───── PASSAGE

French Colonial Army mass killing in Kozah, Togo

The Pya-Hodo Massacre (Le massacre de Pya-Hodo) in Togo refers to a massacre that took place on 21 June 1957. On that day, a UN delegation visited the country, in Pya-Hodo (in Kozah). The population took advantage of the visit of the United Nations mission, led by Charles T. O. King, Permanent Representative of Liberia to the United Nations, to express its frustration with the French colonial administration in Togo which was imposed on the country.

Faced with the anger of the demonstrators, protesting against the arrest of the Togolese nationalist, Bouyo Moukpé, the colonial army fired on the crowd that frequented the Hoda market, killing 20 and injuring many. The mission had no other means than to deplore the incident linked to the political situation of the time, which it described as ″tense, bitter and deadly″.

The separatists opposed the application of the framework law of 23 June 1956 known as the “Loi-cadre Defferre”. Togo was not a colony but a territory entrusted by the UN to France. After this tragedy, it was forced to organize elections under the supervision of UN emissaries. However, independence was not obtained until April 27, 1960.

──────────
───── INFORMATION PROVIDED

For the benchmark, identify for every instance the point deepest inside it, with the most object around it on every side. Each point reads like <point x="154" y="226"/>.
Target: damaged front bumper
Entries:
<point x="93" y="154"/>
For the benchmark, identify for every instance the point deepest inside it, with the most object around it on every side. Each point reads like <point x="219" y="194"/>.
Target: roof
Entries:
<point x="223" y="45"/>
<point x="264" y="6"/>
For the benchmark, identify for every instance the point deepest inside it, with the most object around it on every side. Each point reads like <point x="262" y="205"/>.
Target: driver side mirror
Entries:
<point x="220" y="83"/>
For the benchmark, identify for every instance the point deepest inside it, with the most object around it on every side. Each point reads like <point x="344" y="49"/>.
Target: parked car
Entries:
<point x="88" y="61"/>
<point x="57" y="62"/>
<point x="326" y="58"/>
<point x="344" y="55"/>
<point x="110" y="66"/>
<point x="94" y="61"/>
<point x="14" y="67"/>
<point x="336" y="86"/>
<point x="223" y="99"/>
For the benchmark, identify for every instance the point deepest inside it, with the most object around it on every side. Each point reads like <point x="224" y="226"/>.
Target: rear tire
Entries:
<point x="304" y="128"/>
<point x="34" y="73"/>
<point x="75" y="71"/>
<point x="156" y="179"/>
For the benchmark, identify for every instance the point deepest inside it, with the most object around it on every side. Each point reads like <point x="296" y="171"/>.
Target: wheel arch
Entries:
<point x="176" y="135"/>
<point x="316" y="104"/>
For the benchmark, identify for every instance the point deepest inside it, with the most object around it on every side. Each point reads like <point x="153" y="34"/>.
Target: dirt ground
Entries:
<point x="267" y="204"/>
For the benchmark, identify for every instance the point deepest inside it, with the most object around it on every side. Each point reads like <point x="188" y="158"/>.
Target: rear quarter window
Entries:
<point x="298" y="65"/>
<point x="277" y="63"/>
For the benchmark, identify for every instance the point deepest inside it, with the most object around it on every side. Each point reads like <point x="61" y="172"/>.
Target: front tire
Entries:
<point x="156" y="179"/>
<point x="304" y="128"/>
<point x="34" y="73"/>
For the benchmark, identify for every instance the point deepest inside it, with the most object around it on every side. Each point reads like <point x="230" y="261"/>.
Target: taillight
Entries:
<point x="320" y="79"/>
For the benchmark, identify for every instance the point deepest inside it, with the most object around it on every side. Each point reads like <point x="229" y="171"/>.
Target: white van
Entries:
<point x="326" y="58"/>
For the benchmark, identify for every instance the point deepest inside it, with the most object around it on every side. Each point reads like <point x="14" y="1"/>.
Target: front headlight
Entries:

──────────

◆ SET OF TASKS:
A: Answer these from the Pya-Hodo massacre passage:
(i) Who led the United Nations mission that visited Pya-Hodo?
(ii) Whose arrest were the demonstrators protesting?
(iii) On what date was independence obtained?
B: Write a short continuation of the Pya-Hodo massacre passage, picking up after its final sentence.

◆ EXPECTED RESULTS:
A:
(i) Charles T. O. King, Permanent Representative of Liberia to the United Nations.
(ii) The Togolese nationalist Bouyo Moukpé.
(iii) April 27, 1960.

B:
== Memory ==
During the one-party rule of the Rally of the Togolese People, a marble stele was erected, listing the names of the deceased with the epitaph "They died so that Togo may live". The massacre is commemorated as a Martyrs' Day in Togo on each 21 June, becoming a public holiday in 2021. It commemorates all the dead of the struggle for independence, not only the victims of the Pya-Hodo massacre. In this locality of Kabiyè country a white marble stele was erected. It is written there: “They died so that Togo may live”. The monument also mentions the names of the twenty victims of this massacre.